Please copy out every line in the entries that includes the word "below".

══ INFORMATION GIVEN

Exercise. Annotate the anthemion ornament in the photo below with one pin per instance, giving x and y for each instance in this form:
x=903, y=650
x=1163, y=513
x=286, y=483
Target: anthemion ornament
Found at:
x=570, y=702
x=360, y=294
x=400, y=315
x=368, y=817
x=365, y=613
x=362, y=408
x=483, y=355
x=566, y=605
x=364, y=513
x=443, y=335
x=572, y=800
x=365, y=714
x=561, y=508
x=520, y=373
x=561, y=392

════
══ INFORMATION GIVEN

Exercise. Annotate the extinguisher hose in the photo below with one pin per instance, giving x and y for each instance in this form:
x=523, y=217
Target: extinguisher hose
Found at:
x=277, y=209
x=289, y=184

════

* _EXERCISE SOLUTION_
Exercise. Annotate the anthemion ornament in the photo below with one pin per instance, giving x and y for each instance in this form:
Exercise. Annotate the extinguisher hose in the photo below with one pin per instance, giving x and y for each instance in this form:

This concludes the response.